Instructions to follow
It is required that all of the data be written out exactly.

Excerpted records
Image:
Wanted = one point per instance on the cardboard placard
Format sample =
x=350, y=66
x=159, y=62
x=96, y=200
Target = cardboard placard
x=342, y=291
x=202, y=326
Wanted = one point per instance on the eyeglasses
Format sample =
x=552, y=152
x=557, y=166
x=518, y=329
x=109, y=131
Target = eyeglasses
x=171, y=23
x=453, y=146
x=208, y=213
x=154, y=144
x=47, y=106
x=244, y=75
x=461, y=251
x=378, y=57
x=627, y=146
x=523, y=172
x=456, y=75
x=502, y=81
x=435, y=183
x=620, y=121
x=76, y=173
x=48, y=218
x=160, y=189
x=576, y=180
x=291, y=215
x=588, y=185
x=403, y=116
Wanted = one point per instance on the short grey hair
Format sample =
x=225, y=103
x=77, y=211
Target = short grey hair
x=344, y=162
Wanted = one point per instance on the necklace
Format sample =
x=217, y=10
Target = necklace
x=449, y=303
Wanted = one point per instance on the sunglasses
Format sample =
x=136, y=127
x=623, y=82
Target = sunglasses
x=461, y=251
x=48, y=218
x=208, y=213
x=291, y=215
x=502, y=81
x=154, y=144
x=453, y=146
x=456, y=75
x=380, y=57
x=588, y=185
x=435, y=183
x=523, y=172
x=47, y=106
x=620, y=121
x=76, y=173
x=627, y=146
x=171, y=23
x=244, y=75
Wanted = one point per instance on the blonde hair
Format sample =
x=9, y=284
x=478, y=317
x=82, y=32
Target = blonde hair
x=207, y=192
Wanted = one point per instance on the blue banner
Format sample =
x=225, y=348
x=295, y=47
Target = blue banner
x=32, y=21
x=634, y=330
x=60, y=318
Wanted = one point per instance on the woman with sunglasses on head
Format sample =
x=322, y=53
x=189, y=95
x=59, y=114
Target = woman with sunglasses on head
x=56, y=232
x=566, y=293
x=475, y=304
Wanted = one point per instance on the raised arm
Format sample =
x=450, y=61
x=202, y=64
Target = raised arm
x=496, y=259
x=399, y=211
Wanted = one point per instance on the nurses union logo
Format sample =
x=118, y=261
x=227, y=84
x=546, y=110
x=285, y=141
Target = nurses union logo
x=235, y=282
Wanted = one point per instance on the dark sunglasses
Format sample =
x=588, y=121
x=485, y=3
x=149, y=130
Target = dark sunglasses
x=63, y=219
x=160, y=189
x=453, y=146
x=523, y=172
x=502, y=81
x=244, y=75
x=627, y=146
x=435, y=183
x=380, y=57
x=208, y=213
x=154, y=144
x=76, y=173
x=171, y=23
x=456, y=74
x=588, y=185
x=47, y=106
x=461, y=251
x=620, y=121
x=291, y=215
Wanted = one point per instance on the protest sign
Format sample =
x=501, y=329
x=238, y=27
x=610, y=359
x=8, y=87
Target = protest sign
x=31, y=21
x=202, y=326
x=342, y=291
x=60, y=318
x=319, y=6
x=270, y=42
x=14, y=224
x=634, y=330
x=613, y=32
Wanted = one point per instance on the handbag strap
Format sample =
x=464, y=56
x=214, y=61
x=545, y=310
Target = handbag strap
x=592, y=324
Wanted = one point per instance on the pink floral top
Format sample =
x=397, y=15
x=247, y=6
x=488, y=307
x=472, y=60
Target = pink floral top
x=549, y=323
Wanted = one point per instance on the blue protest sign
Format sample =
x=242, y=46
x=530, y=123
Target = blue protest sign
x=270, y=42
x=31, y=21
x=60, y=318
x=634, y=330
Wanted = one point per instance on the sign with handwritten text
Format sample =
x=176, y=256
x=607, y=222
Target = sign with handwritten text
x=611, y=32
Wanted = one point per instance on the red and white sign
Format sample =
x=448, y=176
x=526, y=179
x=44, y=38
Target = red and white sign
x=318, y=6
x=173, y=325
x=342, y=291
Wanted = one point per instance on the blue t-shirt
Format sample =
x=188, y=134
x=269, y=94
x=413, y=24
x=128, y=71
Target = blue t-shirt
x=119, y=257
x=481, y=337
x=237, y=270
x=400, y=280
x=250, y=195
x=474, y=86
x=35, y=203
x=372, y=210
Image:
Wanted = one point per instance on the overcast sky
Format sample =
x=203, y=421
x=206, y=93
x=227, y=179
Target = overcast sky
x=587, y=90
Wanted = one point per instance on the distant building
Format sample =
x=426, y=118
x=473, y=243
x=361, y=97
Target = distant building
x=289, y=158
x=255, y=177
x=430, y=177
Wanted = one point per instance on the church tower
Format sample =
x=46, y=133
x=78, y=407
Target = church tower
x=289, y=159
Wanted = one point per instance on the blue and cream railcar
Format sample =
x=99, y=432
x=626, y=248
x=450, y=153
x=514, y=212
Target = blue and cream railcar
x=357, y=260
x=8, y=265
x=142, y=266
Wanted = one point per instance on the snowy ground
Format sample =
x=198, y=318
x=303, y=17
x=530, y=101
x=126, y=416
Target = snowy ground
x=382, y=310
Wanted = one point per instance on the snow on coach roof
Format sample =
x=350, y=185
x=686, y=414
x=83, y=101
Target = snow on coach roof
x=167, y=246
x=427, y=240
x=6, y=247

Full answer
Image:
Wanted = one point per instance on the cardboard placard
Format sample =
x=350, y=66
x=159, y=62
x=96, y=200
Target = cardboard placard
x=342, y=291
x=202, y=326
Wanted = one point per instance on the eyeglasses
Format sample =
x=552, y=152
x=557, y=166
x=518, y=329
x=109, y=131
Target = eyeglasses
x=171, y=23
x=453, y=146
x=208, y=213
x=154, y=144
x=47, y=106
x=244, y=75
x=461, y=251
x=378, y=57
x=627, y=146
x=523, y=172
x=456, y=75
x=502, y=81
x=435, y=183
x=620, y=121
x=76, y=173
x=48, y=218
x=160, y=189
x=576, y=180
x=291, y=215
x=588, y=185
x=403, y=116
Wanted = one point per instance on the short grey hair
Format sample =
x=225, y=103
x=77, y=211
Target = short grey hair
x=344, y=162
Wanted = one point per instance on the necklace
Format sample =
x=217, y=10
Target = necklace
x=449, y=303
Wanted = one point per instance on the sunglasses
Format sample =
x=136, y=127
x=623, y=82
Target = sunglasses
x=461, y=251
x=48, y=218
x=208, y=213
x=291, y=215
x=502, y=81
x=154, y=144
x=453, y=146
x=456, y=75
x=380, y=57
x=588, y=185
x=435, y=183
x=523, y=172
x=47, y=106
x=620, y=121
x=76, y=173
x=627, y=146
x=171, y=23
x=244, y=75
Wanted = one point per instance on the blonde hair
Format sample =
x=9, y=284
x=478, y=317
x=82, y=32
Target = blonde hair
x=207, y=192
Wanted = one point per instance on the blue banner
Format sample =
x=225, y=348
x=295, y=47
Target = blue banner
x=32, y=21
x=634, y=330
x=60, y=318
Wanted = one point per instance on the woman with sunglasses on head
Format sample =
x=322, y=53
x=189, y=95
x=59, y=114
Target = woman with sunglasses on head
x=56, y=232
x=566, y=293
x=475, y=304
Wanted = one point per instance on the raised arm
Format sample =
x=450, y=61
x=202, y=64
Target = raised arm
x=496, y=259
x=399, y=211
Wanted = one point per instance on the nurses union logo
Format sample =
x=118, y=261
x=227, y=84
x=546, y=110
x=285, y=141
Target = nurses union logo
x=235, y=282
Wanted = one point per instance on the dark sunglasses
Format sample =
x=588, y=121
x=485, y=3
x=149, y=130
Target = dark sunglasses
x=63, y=219
x=160, y=189
x=453, y=146
x=523, y=172
x=502, y=81
x=244, y=75
x=627, y=146
x=435, y=183
x=380, y=57
x=208, y=213
x=154, y=144
x=76, y=173
x=171, y=23
x=456, y=74
x=588, y=185
x=47, y=106
x=461, y=251
x=620, y=121
x=291, y=215
Wanted = one point per instance on the protest sign
Format sample =
x=501, y=329
x=238, y=27
x=610, y=359
x=8, y=87
Target = protest sign
x=31, y=21
x=202, y=326
x=342, y=291
x=60, y=318
x=319, y=6
x=270, y=42
x=14, y=224
x=634, y=330
x=613, y=32
Wanted = one point per instance on the handbag strap
Format sample =
x=464, y=56
x=214, y=61
x=545, y=310
Target = handbag strap
x=592, y=324
Wanted = one point per instance on the pink floral top
Format sample =
x=397, y=15
x=247, y=6
x=488, y=307
x=472, y=60
Target = pink floral top
x=549, y=323
Wanted = one point per instance on the blue protest sign
Format sample =
x=242, y=46
x=530, y=123
Target = blue protest sign
x=270, y=42
x=31, y=21
x=60, y=318
x=634, y=330
Wanted = one point per instance on the sign with handwritten text
Format sample =
x=176, y=256
x=607, y=222
Target = sign with handwritten text
x=611, y=32
Wanted = one point per instance on the red and white sign
Format sample =
x=448, y=176
x=526, y=179
x=44, y=38
Target = red and white sign
x=318, y=6
x=173, y=325
x=342, y=291
Wanted = one point per instance on the blue t-shirt
Format sample =
x=188, y=134
x=269, y=94
x=413, y=24
x=128, y=71
Target = blue t-shirt
x=119, y=257
x=481, y=337
x=237, y=270
x=400, y=280
x=250, y=195
x=474, y=86
x=35, y=203
x=372, y=210
Image:
Wanted = one point per instance on the overcast sky
Format sample =
x=203, y=421
x=206, y=93
x=227, y=179
Target = overcast sky
x=587, y=90
Wanted = one point per instance on the distant building
Format sample =
x=426, y=118
x=473, y=243
x=361, y=97
Target = distant building
x=289, y=158
x=255, y=177
x=430, y=177
Wanted = one point per instance on the church tower
Format sample =
x=46, y=133
x=78, y=407
Target = church tower
x=289, y=159
Wanted = one point per instance on the blue and cream railcar
Format sample =
x=99, y=432
x=626, y=248
x=450, y=153
x=514, y=212
Target = blue and cream railcar
x=357, y=260
x=8, y=265
x=142, y=266
Wanted = one point per instance on the snowy ground
Format sample =
x=198, y=318
x=303, y=17
x=530, y=101
x=126, y=416
Target = snowy ground
x=382, y=310
Wanted = one point per instance on the snow on coach roof
Format sample =
x=350, y=185
x=686, y=414
x=83, y=101
Target = snow on coach roof
x=167, y=246
x=427, y=240
x=6, y=247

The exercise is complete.